EXERCISE GOAL: Copy out every line of the data below word for word, but leave out the pictures.

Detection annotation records
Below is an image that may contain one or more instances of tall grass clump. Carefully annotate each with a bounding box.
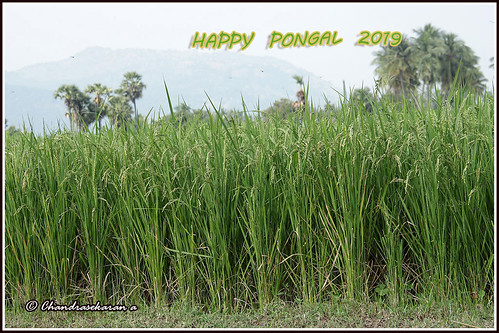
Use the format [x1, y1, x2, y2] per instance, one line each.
[5, 85, 495, 310]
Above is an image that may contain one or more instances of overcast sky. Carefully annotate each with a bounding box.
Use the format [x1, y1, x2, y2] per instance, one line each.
[2, 3, 496, 91]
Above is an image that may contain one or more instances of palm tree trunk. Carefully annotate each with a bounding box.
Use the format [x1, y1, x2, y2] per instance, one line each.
[133, 100, 139, 127]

RESPONSE FOR THIS EXERCISE:
Below is an image that may contain one or more instances of tall grass clump. Carefully annotate each with a bounding box.
Use the format [x1, y1, x2, y2] per instance, one line each.
[5, 85, 495, 310]
Above is an image that may contain one or more instances of overcast sky. Carefully annotate each with a bounding box.
Use the format [x1, y1, x2, y2] per instance, one line each.
[2, 3, 496, 91]
Above is an image that may contain one or more instances of palm tree trunk. Carefully annotate each with a bounding box.
Use the format [x1, y1, x2, y2] per instance, one line each.
[133, 100, 139, 127]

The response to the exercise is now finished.